┌─ PASSAGE PROVIDED
Lecture 1
● The model of circular flow
○ The basic model of macroeconomy that introduces the main variables, entities and
markets of the economy
● Some basic concepts
○ Factors of production: inputs used to produce goods and services for more than one time
1. Factors of production - input has to replenish (itself, or manually) - has to be used
more than once
2. If an input is used up completely in one round of production, then it is either a
raw material or an intermediate good, but not a factor of production
3. Most important factors of production - labor (L), capital (K), land, knowledge
and skills - we can add natural resources as well
○ Goods and services: goods are tangible items and services are tasks (e.g. legal advice)
that are produced or performed for the benefit of the recipient (consumer). In our model,
only firms can produce goods and services, that are traded on the market of goods and
services.
1. Everyone has a subjective value attached to a good and service - satisfies needs
○ Production: the process of transforming factors of production and other inputs into goods
and services. In our simple model, this is done by firms
1. Intermediate good, raw matter: goods not consumed by a consumer, but use to
produce a good
○ Income: compensation or revenue received by the owners of the factors of production.
Production factors are owned by households. Income is used to buy goods and services
on the market for goods and services.
1. Income isn’t money, it is a purchasing power, or demand (way to buy) for goods
and services - income is measured in money, but not money, because you use it to
buy something else
○ Savings: what remains of income after consumption - not money. Households and
governments can save, these will appear as supply on the financial markets.
└─
┌─ ROWS
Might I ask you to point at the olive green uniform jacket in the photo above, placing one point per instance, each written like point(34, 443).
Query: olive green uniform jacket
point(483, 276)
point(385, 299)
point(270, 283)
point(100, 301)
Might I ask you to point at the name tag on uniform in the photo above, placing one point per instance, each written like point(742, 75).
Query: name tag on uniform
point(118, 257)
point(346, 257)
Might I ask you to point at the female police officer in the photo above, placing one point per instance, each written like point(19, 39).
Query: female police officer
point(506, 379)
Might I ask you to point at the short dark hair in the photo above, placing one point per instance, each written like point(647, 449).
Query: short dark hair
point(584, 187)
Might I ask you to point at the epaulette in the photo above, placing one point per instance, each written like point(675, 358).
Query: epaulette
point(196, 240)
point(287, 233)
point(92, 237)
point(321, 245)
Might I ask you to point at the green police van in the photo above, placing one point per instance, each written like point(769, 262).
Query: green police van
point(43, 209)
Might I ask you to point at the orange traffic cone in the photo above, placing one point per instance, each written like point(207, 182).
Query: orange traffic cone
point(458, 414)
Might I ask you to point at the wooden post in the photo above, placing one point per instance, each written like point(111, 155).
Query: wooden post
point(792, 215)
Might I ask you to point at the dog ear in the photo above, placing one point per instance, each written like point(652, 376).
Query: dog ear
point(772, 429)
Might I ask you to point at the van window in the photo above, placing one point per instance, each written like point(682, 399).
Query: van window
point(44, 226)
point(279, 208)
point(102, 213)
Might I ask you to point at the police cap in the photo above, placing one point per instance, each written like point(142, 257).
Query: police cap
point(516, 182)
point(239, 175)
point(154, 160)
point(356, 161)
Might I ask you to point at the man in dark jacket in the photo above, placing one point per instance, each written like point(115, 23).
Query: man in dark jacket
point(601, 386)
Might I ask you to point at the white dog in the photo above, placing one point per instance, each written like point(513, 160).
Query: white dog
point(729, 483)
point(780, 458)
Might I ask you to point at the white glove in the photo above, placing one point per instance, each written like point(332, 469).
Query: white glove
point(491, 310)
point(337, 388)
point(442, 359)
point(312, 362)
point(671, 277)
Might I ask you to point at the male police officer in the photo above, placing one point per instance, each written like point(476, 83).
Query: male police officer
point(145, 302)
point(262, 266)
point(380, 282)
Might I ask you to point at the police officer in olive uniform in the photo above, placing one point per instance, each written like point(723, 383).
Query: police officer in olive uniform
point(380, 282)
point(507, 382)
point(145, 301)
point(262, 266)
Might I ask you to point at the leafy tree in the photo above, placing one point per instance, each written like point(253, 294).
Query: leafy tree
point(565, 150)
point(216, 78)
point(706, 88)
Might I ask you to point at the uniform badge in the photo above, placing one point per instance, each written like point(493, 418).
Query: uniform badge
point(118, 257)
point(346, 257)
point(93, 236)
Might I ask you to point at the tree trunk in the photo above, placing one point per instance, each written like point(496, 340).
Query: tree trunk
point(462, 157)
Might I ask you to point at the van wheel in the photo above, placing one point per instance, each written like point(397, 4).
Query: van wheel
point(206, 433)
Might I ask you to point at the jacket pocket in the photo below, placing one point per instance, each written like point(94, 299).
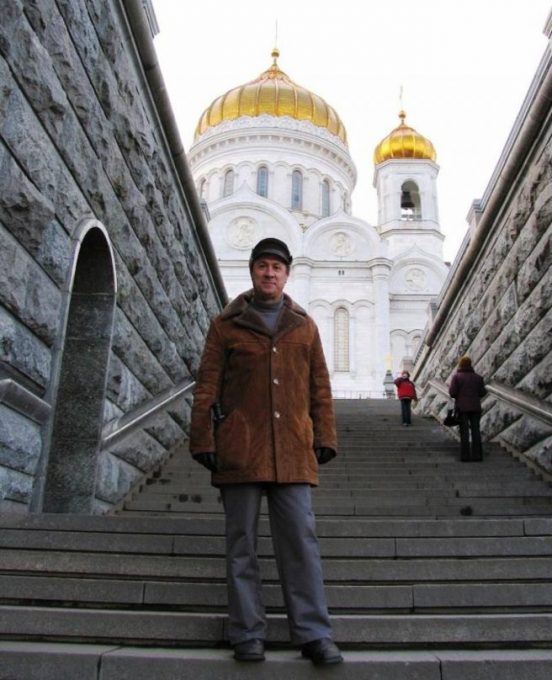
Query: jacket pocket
point(233, 442)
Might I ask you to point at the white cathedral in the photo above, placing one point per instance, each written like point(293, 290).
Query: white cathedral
point(270, 158)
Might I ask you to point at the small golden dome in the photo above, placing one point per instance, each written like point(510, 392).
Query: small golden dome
point(275, 94)
point(404, 142)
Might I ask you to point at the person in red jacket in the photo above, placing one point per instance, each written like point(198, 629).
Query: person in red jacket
point(406, 391)
point(467, 387)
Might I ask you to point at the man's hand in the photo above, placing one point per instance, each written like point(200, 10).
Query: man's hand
point(324, 455)
point(208, 460)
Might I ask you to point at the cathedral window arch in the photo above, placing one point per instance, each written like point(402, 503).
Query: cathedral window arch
point(325, 198)
point(262, 181)
point(410, 201)
point(341, 339)
point(202, 187)
point(228, 186)
point(296, 190)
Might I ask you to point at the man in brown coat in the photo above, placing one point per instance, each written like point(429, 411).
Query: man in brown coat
point(262, 422)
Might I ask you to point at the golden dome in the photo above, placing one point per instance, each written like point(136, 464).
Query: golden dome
point(275, 94)
point(404, 142)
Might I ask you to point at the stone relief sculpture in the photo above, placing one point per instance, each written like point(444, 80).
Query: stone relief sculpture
point(416, 279)
point(341, 244)
point(242, 232)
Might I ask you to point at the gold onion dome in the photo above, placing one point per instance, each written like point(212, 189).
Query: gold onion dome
point(273, 93)
point(404, 142)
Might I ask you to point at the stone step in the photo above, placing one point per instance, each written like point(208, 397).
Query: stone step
point(209, 525)
point(56, 661)
point(343, 487)
point(520, 565)
point(380, 503)
point(198, 596)
point(181, 628)
point(343, 546)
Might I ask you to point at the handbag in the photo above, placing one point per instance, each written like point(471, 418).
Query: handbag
point(451, 418)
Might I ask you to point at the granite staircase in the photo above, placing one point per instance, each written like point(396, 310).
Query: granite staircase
point(435, 570)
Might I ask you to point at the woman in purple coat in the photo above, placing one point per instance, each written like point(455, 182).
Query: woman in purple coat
point(467, 388)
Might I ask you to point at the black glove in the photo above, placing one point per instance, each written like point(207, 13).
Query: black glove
point(208, 460)
point(324, 455)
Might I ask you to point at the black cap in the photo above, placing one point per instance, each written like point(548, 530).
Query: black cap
point(271, 246)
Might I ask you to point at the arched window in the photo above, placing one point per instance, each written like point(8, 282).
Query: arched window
point(262, 181)
point(325, 198)
point(202, 187)
point(341, 339)
point(296, 190)
point(410, 201)
point(228, 188)
point(80, 397)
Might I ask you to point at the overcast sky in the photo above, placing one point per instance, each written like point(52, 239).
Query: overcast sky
point(464, 66)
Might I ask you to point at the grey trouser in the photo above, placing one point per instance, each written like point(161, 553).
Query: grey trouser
point(297, 557)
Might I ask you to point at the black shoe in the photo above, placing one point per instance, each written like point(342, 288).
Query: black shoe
point(249, 650)
point(323, 651)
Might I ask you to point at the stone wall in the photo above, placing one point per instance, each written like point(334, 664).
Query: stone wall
point(497, 306)
point(82, 141)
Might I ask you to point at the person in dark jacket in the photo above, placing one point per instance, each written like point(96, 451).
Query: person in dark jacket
point(406, 391)
point(466, 388)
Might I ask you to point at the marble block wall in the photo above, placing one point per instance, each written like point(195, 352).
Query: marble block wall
point(501, 313)
point(81, 140)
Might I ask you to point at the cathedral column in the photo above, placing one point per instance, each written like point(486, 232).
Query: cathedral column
point(381, 268)
point(301, 282)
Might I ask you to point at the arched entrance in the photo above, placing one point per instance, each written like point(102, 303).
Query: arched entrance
point(78, 408)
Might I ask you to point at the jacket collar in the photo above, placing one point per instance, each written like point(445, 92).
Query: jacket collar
point(240, 311)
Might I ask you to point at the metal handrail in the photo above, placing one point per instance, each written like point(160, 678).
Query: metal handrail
point(527, 404)
point(24, 401)
point(123, 427)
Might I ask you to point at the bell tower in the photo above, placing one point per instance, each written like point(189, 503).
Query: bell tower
point(405, 178)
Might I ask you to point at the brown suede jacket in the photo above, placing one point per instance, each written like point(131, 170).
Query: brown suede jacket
point(274, 391)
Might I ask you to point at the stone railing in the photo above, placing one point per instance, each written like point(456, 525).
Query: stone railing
point(496, 305)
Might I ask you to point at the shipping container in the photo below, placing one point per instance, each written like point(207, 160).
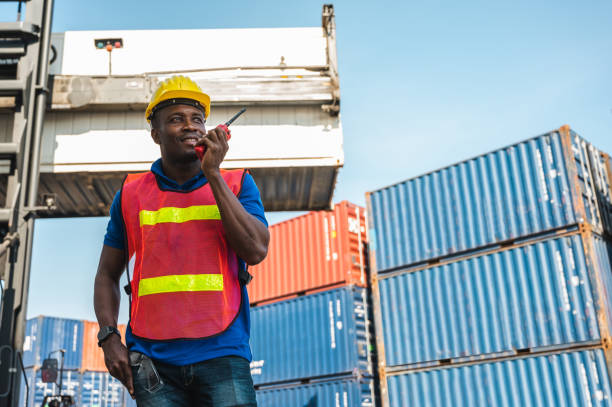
└─
◆ TASK SET ◆
1. Answer these questions about the lecture notes:
(a) If an input is used up completely in one round of production, what is it?
(b) Who owns the factors of production?
(c) Which two parties can save?
2. Give the lecture notes again from "that are produced" up to and including "factors of production.", substituting "companies" for every instance of "firms".

◆ RESPONSES IN ORDER ◆
1.
(a) It is either a raw material or an intermediate good, not a factor of production.
(b) Households.
(c) Households and governments.

2.
that are produced or performed for the benefit of the recipient (consumer). In our model,
only companies can produce goods and services, that are traded on the market of goods and
services.
1. Everyone has a subjective value attached to a good and service - satisfies needs
○ Production: the process of transforming factors of production and other inputs into goods
and services. In our simple model, this is done by companies
1. Intermediate good, raw matter: goods not consumed by a consumer, but use to
produce a good
○ Income: compensation or revenue received by the owners of the factors of production.